_Selected excerpt_:

Closeup image of the binning map with a resolution of 1 m.

An interesting anomaly can be seen at the coordinates x = −148 m and y = −96 m, where an outlier exists. This irregularity arises from an overlap between the stationary object and the roadway, as well as the resolution chosen for the simulation. Throughout the ray-tracing process, this particular spot was intermittently observed by some vehicles from specific positions. Such irregularity could be mitigated by opting for a higher binning map resolution; however, this would invariably lead to increased simulation times. We decided to accept this compromise, as it made it possible to obtain reliable results without excessively prolonging the simulation duration.

Effect of Occupation versus Occlusion Consideration

From previous figures, it is apparent that we have considered a distinct methodology for evaluating occlusion within our framework. Figure 5 illustrates the divergence in outcomes between these two methodologies. In the upper part of Figure 5a, the area occupied by a moving object is shown as occluded (Approach A), while Figure 5b does not consider the occupied area as occluded (Approach B). By comparing the heat maps provided by Figure 5, a and b , it is possible to observe that Figure 5a displays a slightly blue spot in the heat map’s center, whereas Figure 5b does not. This is a direct consequence of our occlusion evaluation technique. Our goal is to consider actual occluded spaces that could be used by another road user. Figure 5a depicts a blue spot in the heat map because many vehicles are dynamically halting there and occupying the area, rather than occluding it. On the whole, we opted to use Approach B across all our simulations as it offers a more accurate occlusion evaluation. This method could also be applicable to static objects, such as parked cars. However, given that we are examining spaces that could be dynamically occluded, it is not necessary to apply this approach to static objects, as they do not occupy the road space.

[Records taken from a dataset]
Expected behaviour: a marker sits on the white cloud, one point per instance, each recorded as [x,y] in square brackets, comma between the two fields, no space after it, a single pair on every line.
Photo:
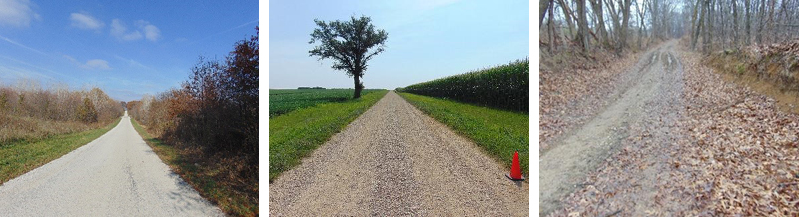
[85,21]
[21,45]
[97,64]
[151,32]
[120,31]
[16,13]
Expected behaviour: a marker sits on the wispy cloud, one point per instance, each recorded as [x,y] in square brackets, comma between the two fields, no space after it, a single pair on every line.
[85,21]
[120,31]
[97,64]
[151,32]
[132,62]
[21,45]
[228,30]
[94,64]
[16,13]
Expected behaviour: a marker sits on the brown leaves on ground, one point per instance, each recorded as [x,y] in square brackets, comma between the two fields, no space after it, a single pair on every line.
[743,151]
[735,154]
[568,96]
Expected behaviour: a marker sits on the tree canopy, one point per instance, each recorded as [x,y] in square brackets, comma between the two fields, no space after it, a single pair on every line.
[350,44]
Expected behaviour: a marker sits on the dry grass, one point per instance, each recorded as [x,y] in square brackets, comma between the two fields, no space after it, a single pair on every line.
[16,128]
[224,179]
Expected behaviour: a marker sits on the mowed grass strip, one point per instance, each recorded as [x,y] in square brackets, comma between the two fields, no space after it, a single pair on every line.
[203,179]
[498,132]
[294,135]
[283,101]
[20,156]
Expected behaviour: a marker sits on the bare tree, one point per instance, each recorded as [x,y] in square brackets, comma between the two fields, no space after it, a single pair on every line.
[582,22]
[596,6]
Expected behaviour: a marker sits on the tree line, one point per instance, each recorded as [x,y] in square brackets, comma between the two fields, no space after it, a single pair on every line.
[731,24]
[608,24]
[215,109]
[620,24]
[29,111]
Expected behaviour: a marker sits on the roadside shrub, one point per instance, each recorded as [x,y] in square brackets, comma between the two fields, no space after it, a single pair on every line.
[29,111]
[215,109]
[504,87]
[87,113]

---

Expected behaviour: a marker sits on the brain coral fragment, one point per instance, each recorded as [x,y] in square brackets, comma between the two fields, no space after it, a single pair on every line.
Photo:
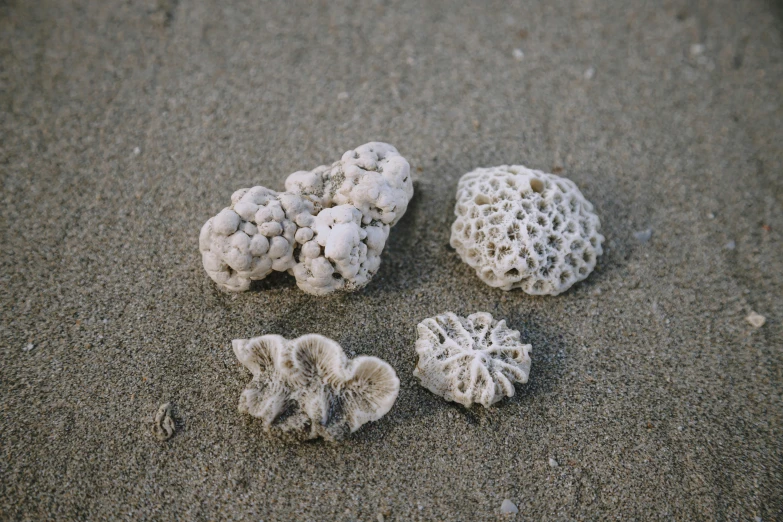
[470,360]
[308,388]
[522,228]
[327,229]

_Problems and tasks_:
**a)** Please answer these questions on the excerpt on occlusion evaluation:
(i) At which coordinates does the outlier in the binning map appear?
(ii) What drawback would a higher binning map resolution bring?
(iii) Which approach was used across all the simulations?
**b)** Pick up the excerpt on occlusion evaluation after its final sentence and carry it on.

_Answers for the tasks_:
**a)**
(i) At x = −148 m and y = −96 m.
(ii) It would increase simulation times.
(iii) Approach B, which does not treat the area occupied by a moving object as occluded.

**b)**
Figure 5.

Comparison of two different occlusion estimation strategies, showing the difference in the ray-tracing approach and the resulting heat map: (a) Approach A—indicates occupied space of a dynamic object that creates occlusion and (b) Approach B—highlights occupied space of a dynamic object that does not create occlusion.

Setup Summary

The heat map, created through our framework, can expose dynamic occlusions within a road network. It does so by executing a microscopic traffic simulation of a road network, evaluating occlusion derived from the generated data, and subsequently generating an occlusion heat map. In essence, this methodology facilitates the assessment of static and dynamic occlusions in urban junctions. By modifying the penetration rate of CAVs, it makes it possible to evaluate the impact of different mixed-traffic situations. The system simulation is described in more detail in the next section.

System Simulation

Our simulation setup employs two junctions specifically chosen to assess static and dynamic occlusion. Consequently, the study is divided into two parts: initially, an examination of static occlusion considers the prevalent issue of parked cars and buildings, followed by an analysis of the more intricate case of dynamic occlusion.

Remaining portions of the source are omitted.